* [Task requirements]:
Please copy out the records from the start through the line containing "17 11 L 15 0", inclusive. Scale every coordinate in the window outlines by 1.65 and round to whole numbers, with halves rounded up, but leave all other lines and numbers unchanged, including the layout sample.
_ _ _ _ _
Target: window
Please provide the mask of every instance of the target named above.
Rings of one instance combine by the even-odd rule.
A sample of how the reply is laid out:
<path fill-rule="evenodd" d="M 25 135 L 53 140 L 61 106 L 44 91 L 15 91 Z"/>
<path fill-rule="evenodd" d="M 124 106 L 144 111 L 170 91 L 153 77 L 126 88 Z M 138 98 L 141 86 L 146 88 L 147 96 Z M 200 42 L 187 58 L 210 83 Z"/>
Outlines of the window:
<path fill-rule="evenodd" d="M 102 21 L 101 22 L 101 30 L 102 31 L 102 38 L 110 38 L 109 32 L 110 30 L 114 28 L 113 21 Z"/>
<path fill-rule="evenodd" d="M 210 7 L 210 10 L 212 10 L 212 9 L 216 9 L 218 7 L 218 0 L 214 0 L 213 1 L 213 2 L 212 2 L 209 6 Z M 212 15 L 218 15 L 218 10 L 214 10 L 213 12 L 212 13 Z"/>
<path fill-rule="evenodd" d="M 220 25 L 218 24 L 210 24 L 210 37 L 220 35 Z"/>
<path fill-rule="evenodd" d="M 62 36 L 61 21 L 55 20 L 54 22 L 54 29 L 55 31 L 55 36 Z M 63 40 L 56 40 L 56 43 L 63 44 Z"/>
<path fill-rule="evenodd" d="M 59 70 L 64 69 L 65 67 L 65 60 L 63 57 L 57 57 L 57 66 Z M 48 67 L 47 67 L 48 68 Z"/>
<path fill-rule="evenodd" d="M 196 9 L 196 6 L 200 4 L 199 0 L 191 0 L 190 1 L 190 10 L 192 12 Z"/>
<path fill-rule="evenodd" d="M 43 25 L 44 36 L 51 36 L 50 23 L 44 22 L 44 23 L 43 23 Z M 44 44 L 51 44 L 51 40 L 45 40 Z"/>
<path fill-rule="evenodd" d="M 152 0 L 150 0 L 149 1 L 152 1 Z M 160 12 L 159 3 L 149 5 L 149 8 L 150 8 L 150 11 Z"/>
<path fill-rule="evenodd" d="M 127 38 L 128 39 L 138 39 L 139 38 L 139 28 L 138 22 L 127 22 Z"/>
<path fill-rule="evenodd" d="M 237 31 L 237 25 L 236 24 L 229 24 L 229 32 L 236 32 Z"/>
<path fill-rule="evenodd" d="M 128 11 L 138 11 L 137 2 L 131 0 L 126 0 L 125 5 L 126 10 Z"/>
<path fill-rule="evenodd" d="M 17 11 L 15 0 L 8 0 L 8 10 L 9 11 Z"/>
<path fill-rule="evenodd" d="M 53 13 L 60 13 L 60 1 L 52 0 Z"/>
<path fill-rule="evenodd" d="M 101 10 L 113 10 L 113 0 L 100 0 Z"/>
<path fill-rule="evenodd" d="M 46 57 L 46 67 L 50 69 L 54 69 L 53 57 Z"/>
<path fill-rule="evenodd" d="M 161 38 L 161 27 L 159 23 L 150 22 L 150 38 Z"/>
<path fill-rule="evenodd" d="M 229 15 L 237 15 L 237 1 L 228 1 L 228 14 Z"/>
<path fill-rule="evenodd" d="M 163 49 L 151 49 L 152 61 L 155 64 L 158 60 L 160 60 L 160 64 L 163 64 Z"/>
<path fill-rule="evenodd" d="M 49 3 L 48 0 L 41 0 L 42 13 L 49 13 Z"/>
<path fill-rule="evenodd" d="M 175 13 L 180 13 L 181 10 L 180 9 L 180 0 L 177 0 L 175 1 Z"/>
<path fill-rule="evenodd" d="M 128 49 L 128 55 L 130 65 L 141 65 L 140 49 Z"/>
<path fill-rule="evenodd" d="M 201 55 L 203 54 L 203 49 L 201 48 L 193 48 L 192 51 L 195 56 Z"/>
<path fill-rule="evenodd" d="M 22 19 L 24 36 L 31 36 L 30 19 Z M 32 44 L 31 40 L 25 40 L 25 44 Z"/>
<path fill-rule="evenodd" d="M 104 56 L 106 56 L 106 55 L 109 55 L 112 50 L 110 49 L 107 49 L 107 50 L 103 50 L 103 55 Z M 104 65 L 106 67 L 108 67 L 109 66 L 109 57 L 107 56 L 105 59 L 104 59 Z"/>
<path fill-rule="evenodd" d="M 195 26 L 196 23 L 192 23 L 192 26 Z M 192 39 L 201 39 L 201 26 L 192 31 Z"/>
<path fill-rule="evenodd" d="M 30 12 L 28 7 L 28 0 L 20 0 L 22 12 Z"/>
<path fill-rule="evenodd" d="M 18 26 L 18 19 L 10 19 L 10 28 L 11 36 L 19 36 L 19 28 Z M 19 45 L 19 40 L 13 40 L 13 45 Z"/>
_ _ _ _ _
* [Answer to this exercise]:
Target: window
Please provide the mask of every instance of the target named above.
Rings of one instance combine by the even-odd rule.
A sample of how the reply is laid out:
<path fill-rule="evenodd" d="M 25 135 L 53 140 L 61 106 L 44 91 L 15 91 Z"/>
<path fill-rule="evenodd" d="M 124 106 L 144 111 L 170 91 L 153 77 L 126 88 Z M 138 98 L 141 86 L 146 88 L 147 96 Z M 200 42 L 187 58 L 210 83 Z"/>
Outlines of the window:
<path fill-rule="evenodd" d="M 168 35 L 167 36 L 167 50 L 168 51 L 168 63 L 182 63 L 180 53 L 182 50 L 188 46 L 186 35 Z"/>
<path fill-rule="evenodd" d="M 347 12 L 347 17 L 350 17 L 350 15 L 356 15 L 360 12 L 360 0 L 353 0 L 351 2 L 351 3 L 350 3 L 345 10 Z M 350 25 L 360 25 L 360 17 L 353 17 L 351 20 L 350 21 Z"/>
<path fill-rule="evenodd" d="M 363 41 L 360 40 L 347 40 L 347 61 L 363 58 Z"/>
<path fill-rule="evenodd" d="M 102 59 L 101 35 L 91 33 L 89 36 L 89 48 L 91 51 L 91 59 Z M 104 66 L 92 66 L 92 71 L 104 73 Z"/>
<path fill-rule="evenodd" d="M 97 116 L 106 114 L 107 111 L 107 99 L 104 94 L 94 94 L 94 109 Z M 79 111 L 78 111 L 79 112 Z"/>
<path fill-rule="evenodd" d="M 323 15 L 323 10 L 330 7 L 328 0 L 315 0 L 314 2 L 314 17 L 317 20 Z"/>
<path fill-rule="evenodd" d="M 71 41 L 73 59 L 84 59 L 83 38 L 73 36 L 73 38 L 71 38 Z M 73 73 L 84 73 L 84 66 L 74 66 Z"/>
<path fill-rule="evenodd" d="M 251 0 L 248 0 L 246 2 L 251 2 Z M 264 20 L 262 5 L 246 8 L 246 13 L 248 13 L 248 18 Z"/>
<path fill-rule="evenodd" d="M 210 63 L 211 64 L 228 64 L 229 63 L 229 46 L 228 36 L 210 36 Z"/>
<path fill-rule="evenodd" d="M 391 51 L 391 41 L 389 40 L 378 40 L 378 53 L 389 53 Z"/>
<path fill-rule="evenodd" d="M 211 18 L 228 18 L 226 3 L 216 0 L 208 0 L 206 8 L 208 17 Z"/>
<path fill-rule="evenodd" d="M 28 18 L 25 0 L 13 0 L 13 17 L 15 18 Z"/>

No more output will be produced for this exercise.